_Consignes de travail_: Rédigez la suite du compte rendu d'audience consacré au procès de Loïc B., à partir de sa dernière phrase.

_Texte à lire_:
★ ★ ★ ★ ★

On ne juge pas des faits. On juge des hommes. Je pense que le moment qu'on a vécu avec sa mère hier, c'est un vrai moment d'humanité. Ce qui m'intéresse, c'est votre vécu à vous. Vous allez juger Loïc B. mais est-ce que vous avez été frappé dans votre enfance par votre mère ? Est-ce que vous avez vécu avec un père alcoolique qui frappe votre mère. Est-ce que vous avez vécu dans une voiture alors que vous avez onze ans ? Est-ce qu'à cet âge vous avez failli subir une agression sexuelle ?

Marine Berthelon

Avocate de Loïc B.

Pendant que son avocate remonte le fil de la vie de Loïc B., ce dernier écoute, le menton dans sa main. "Est-ce que vous avez vécu tout ça ? Je ne pense pas", conclut Marine Berthelon. L'audience reprendra demain à 9h30.

18h45 : "Il n'y a pas de mobile raciste, il faut qu'on arrête avec ça", martèle l'avocate.

Première scène, il y a des violences, bien sûr. La deuxième scène, pour moi ce n'est pas une tentative d'assassinat. Tout ça sur fond de quoi ? De racisme ? C'et ça qui nous intéresse. Le juge d'instruction dit que c'est le contexte des faits qui a conduit à tout ça mais certainement pas que c'est la motivation de ces deux-là.

★ ★ ★ ★ ★

Entrées d'annotation de régions

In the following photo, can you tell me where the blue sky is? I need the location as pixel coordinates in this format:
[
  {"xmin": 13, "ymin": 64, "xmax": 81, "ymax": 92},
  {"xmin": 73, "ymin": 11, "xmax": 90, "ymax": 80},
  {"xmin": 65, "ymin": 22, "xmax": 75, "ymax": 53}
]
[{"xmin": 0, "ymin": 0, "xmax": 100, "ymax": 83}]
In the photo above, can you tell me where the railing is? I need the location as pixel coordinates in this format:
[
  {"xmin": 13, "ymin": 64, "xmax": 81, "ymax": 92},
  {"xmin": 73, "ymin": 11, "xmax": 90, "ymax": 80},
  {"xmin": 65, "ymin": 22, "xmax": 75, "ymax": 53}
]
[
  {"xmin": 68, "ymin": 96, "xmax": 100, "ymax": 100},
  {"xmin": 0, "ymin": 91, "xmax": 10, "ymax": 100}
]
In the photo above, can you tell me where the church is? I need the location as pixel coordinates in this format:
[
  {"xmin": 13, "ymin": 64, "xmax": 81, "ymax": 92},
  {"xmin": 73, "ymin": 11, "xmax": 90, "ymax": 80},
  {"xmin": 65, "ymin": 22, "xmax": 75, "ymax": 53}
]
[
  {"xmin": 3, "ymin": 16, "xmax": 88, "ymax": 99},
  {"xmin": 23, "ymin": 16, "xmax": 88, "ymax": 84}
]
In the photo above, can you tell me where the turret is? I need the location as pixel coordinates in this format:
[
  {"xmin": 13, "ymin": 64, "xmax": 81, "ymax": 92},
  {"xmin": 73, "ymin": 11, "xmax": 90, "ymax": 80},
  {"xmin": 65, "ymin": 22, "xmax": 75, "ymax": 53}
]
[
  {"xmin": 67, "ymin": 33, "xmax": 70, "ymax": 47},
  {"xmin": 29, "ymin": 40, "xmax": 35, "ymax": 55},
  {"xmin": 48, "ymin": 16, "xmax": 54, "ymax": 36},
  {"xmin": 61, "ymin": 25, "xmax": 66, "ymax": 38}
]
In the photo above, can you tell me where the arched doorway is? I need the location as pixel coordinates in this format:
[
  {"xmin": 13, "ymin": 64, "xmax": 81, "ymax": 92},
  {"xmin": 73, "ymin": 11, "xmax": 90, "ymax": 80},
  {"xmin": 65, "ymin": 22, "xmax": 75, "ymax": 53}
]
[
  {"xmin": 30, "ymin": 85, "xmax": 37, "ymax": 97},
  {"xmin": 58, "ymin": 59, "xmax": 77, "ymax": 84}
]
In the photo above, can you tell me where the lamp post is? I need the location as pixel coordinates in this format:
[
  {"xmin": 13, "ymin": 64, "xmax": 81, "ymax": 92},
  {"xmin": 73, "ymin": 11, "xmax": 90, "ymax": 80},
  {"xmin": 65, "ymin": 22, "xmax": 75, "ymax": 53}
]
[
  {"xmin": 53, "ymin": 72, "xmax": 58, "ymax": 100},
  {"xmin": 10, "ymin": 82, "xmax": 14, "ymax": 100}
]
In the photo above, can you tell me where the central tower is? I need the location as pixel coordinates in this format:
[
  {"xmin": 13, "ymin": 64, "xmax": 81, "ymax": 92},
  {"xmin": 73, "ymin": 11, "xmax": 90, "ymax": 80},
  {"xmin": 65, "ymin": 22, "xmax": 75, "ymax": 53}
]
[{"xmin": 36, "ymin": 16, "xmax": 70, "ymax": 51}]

★ ★ ★ ★ ★

_Résultat final_:
Marine Berthelon

Avocate de Loïc B.

"Faire la liste des parties civiles (comme l'ont fait les avocats des parties civiles ce matin, ndlr.), ça ne suffit pas. Les propos ne sont pas identiques et surtout, ils n'ont pas été tenus au même moment", note Marine Berthelon.

Marine Berthelon dénonce les réquisitions du parquet

A la cour, l'avocate de Loïc B. revient sur les réquisitions du ministère public en le citant. "'Je ne fais pas de différence entre l'étincelle et le bras armé'. Pourtant, ils n'ont pas la même histoire, ni le même rôle. On vous demande de prononcer une peine qui est, je trouve, relativement importante. Il n'y a pas eu de mort, par chance. Seules deux cartouches ont été tirées à distance par un homme qui n'a pas visé la tête avec un calibre important."

18h20 : Au bout d'une heure de plaidoirie, Marine Berthelon revient sur les faits. "Je suis désolé mais ce n'est pas normal de brancher une console de jeu sur l'éclairage public. On est dans ce contexte. Il y a cette voiture qui se perd. Oui, monsieur K. connait Beaune mais il ne serait pas allé dans cet endroit avec cette voiture pourrie."

Sur les deuxièmes faits : "Est-ce qu'on a voulu tuer ou pas ? C'est ça qui m'intéresse", poursuit l'avocate qui pointe des manquements dans les rapports des experts. Elle rappelle que le parquet n'a pas retenu, dans un premier temps, l'intention d'homicide. "Ça en fait des professionnels qui se plantent...", ironise-t-elle.

On n'est qu'avec deux tirs, une seule arme qui n'est pas forcément létale, avec des zones visées qui nétaient pas forcément létales non plus. Avec tout ça, on ne peut pas retenir l'intention d'homicide. Nous sommes sur des violences, aggravées certes.

Marine Berthelon

Avocate de Loïc B.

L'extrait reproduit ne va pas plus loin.